• **ЧТО СДЕЛАТЬ**: Каким тиражом, согласно отрывку, была размножена стенограмма коллоквиума?

• **ОТРЫВОК**:

● ● ● ●

Стенограмма коллоквиума, состоявшегося в канун рождества 1989 года, вскоре была размножена ротапринтовым способом тиражом в сто с небольшим экземпляров, поэтому практически осталась вне поля зрения даже многих наших коллег по критико-киноведческому цеху, не говоря уже о читателях за пределами цеха, проявляющих серьезный интерес к кино. Между тем эта дискуссия о кинопроцессе, стремительно менявшемся на том этапе, оказалась весьма содержательной и — немало напряженной. И особенно выразительной явилась полемика, активным участником которой был Леонид КОЗЛОВ.

● ● ● ●

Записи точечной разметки
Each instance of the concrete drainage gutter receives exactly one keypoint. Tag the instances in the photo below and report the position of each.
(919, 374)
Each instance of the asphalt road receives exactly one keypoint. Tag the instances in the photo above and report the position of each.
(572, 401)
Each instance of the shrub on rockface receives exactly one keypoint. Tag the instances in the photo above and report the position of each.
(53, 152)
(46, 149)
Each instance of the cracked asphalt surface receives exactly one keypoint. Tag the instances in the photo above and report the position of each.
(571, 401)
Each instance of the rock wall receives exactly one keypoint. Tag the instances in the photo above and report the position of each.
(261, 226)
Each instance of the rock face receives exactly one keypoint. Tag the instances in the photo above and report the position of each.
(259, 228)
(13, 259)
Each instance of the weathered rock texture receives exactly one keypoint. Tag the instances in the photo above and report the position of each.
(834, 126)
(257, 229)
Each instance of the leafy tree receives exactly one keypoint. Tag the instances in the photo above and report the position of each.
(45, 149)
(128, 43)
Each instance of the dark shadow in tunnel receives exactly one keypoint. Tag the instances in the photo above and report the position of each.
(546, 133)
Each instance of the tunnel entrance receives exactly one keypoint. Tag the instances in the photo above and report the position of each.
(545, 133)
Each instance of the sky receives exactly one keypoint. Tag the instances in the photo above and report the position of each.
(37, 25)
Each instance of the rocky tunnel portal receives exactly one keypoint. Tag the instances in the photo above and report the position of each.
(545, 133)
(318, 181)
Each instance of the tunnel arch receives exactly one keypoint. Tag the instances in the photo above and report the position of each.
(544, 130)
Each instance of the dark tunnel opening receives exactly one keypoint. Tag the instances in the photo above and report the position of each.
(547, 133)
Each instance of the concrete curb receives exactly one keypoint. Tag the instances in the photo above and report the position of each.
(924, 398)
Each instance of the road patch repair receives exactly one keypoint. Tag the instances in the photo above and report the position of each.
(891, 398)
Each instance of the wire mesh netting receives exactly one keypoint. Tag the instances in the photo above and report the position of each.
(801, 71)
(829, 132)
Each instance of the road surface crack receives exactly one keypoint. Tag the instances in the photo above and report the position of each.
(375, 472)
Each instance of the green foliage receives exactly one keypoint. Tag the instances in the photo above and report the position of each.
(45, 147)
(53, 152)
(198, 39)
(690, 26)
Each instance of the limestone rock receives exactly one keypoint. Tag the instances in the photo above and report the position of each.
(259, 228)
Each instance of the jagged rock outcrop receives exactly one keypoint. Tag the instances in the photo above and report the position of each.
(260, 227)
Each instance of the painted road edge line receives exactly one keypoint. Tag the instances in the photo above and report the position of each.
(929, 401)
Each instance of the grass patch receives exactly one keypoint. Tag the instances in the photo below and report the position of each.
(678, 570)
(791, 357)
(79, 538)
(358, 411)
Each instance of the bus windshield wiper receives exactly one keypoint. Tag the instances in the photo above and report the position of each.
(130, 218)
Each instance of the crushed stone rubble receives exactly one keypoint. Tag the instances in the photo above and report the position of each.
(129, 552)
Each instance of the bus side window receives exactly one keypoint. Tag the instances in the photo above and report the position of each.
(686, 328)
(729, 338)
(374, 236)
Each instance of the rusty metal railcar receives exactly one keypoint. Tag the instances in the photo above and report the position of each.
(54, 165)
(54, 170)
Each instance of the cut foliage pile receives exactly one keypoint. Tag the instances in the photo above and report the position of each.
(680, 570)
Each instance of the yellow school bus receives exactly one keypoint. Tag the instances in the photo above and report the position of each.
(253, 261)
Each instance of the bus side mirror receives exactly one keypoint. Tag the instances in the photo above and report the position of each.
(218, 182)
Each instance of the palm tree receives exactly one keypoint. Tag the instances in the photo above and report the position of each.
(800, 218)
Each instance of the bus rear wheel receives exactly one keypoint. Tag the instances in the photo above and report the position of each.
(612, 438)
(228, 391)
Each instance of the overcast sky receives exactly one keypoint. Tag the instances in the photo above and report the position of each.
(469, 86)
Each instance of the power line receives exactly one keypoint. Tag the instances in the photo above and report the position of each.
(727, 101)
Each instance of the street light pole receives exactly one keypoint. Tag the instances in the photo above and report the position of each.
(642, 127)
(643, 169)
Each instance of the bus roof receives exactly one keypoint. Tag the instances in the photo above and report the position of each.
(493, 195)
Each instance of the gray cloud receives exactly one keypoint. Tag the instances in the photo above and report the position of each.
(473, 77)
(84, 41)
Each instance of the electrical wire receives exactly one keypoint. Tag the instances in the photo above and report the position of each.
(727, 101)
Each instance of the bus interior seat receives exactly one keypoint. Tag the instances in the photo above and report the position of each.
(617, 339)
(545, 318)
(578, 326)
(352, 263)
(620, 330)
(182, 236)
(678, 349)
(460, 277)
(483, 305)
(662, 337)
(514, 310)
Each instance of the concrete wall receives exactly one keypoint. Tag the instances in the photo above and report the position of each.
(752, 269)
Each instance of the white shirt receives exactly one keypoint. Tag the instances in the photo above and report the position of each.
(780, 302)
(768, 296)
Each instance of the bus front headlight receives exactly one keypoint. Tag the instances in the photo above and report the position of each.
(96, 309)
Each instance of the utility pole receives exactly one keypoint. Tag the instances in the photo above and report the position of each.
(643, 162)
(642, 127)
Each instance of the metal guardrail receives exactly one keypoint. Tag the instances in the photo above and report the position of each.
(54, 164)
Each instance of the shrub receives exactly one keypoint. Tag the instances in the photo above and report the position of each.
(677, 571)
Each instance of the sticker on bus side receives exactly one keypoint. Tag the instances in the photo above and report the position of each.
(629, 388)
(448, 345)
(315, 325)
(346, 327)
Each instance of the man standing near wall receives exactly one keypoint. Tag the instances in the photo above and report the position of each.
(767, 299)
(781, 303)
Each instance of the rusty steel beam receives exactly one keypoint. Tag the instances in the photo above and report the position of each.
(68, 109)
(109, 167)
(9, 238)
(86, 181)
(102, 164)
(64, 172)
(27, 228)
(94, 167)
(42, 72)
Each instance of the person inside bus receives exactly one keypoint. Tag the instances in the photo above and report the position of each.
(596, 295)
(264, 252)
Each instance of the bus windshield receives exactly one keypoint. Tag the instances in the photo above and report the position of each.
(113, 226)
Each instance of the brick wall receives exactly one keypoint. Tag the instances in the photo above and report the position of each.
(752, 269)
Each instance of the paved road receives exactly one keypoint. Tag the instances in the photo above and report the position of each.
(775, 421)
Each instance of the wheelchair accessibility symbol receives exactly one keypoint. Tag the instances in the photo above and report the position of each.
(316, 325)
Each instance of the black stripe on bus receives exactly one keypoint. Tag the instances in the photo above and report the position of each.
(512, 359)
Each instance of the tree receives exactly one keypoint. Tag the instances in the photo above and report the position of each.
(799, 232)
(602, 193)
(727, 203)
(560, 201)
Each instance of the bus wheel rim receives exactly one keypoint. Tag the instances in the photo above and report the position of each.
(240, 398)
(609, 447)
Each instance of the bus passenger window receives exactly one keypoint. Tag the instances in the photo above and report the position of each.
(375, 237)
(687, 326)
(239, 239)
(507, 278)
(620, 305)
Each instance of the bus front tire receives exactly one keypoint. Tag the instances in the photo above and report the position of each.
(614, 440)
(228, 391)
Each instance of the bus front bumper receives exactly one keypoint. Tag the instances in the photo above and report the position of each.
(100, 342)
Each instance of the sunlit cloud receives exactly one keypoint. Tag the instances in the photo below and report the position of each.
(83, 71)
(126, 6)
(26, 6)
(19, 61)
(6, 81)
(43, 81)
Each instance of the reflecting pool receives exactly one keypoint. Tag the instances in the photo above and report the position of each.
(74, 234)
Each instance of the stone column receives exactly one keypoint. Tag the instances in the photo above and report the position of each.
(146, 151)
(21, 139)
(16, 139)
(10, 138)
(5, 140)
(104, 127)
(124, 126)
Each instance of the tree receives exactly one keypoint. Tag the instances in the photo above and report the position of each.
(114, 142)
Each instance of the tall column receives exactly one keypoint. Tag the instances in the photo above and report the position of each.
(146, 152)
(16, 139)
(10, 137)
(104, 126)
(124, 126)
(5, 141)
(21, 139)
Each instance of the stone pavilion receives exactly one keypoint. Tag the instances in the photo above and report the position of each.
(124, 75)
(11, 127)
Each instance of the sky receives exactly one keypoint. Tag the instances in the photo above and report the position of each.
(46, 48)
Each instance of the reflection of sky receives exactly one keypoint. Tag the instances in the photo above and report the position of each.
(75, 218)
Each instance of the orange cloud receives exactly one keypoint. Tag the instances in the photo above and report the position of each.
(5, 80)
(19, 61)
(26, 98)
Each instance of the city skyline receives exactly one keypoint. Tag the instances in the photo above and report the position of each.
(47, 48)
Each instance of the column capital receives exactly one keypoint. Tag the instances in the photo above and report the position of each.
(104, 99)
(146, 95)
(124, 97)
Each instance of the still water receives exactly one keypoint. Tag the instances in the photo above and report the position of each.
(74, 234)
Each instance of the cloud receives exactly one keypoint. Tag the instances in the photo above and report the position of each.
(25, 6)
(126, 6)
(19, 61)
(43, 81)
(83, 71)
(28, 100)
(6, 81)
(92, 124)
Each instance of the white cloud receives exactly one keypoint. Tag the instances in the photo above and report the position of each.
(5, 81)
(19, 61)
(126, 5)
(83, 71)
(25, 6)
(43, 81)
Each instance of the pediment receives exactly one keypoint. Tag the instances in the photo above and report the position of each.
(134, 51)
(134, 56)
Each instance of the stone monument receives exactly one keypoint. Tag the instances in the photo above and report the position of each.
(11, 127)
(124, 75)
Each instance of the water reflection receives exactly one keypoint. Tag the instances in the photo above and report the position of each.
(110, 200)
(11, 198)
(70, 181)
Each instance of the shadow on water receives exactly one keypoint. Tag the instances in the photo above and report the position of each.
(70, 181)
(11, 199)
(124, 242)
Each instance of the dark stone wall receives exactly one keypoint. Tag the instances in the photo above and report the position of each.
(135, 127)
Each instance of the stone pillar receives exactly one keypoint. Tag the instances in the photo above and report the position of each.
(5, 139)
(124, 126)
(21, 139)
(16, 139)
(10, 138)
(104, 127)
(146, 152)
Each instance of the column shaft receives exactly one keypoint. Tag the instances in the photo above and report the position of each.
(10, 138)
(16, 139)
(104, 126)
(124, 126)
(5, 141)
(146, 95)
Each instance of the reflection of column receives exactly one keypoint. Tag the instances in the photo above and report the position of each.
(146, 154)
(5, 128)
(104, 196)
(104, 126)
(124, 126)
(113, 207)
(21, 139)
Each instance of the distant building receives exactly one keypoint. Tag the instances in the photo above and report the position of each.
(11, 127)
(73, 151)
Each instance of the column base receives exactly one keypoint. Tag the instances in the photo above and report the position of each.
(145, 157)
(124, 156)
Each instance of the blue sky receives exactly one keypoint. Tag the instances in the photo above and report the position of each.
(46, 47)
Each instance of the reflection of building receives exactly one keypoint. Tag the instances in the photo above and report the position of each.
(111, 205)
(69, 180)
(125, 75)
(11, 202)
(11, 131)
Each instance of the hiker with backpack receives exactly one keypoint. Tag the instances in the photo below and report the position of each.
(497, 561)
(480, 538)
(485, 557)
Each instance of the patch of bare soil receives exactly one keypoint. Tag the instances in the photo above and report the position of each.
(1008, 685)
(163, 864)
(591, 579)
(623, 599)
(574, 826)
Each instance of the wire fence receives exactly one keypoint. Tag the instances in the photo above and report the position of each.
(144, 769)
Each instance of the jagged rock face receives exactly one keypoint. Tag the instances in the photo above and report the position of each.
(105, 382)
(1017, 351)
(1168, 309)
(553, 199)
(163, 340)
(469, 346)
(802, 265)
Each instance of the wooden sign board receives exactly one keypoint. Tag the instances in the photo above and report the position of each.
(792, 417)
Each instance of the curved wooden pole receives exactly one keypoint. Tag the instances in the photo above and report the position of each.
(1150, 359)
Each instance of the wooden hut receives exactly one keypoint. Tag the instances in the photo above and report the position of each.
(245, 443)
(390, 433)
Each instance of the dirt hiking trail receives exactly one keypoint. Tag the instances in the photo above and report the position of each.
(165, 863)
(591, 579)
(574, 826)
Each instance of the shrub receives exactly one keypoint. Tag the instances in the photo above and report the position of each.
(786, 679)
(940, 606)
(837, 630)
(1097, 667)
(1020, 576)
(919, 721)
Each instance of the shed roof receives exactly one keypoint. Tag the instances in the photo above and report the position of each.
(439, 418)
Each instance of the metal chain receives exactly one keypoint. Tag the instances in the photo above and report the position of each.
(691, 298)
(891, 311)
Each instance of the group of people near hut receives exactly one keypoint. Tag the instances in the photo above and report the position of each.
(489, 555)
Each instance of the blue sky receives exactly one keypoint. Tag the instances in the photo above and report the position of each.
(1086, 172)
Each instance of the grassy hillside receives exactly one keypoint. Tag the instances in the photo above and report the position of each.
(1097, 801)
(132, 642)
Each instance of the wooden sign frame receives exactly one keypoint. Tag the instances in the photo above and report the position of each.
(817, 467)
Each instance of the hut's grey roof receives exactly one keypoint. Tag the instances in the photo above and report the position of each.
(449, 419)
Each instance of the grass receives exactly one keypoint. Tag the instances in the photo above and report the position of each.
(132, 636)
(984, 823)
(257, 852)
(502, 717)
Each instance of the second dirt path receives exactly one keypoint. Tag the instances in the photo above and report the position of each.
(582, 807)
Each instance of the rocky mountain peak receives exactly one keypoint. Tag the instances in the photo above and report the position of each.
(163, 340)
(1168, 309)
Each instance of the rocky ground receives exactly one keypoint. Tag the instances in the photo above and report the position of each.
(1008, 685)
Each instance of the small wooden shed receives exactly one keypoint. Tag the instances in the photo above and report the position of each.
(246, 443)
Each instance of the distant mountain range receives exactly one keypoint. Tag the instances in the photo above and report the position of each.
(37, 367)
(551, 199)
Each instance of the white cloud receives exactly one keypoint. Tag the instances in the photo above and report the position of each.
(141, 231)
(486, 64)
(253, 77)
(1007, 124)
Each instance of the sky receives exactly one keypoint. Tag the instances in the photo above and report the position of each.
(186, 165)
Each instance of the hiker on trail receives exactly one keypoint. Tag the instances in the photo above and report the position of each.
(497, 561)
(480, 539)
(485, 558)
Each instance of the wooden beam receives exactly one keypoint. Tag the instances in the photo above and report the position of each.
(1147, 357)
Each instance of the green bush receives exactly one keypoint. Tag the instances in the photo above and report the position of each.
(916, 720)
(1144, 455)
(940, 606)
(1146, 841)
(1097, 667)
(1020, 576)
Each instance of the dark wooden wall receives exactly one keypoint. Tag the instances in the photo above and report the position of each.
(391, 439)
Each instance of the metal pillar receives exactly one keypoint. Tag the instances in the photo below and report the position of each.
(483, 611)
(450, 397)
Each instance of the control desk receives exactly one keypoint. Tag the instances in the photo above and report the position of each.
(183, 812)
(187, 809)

● ● ● ●

• **РЕЗУЛЬТАТ**: Сто с небольшим экземпляров.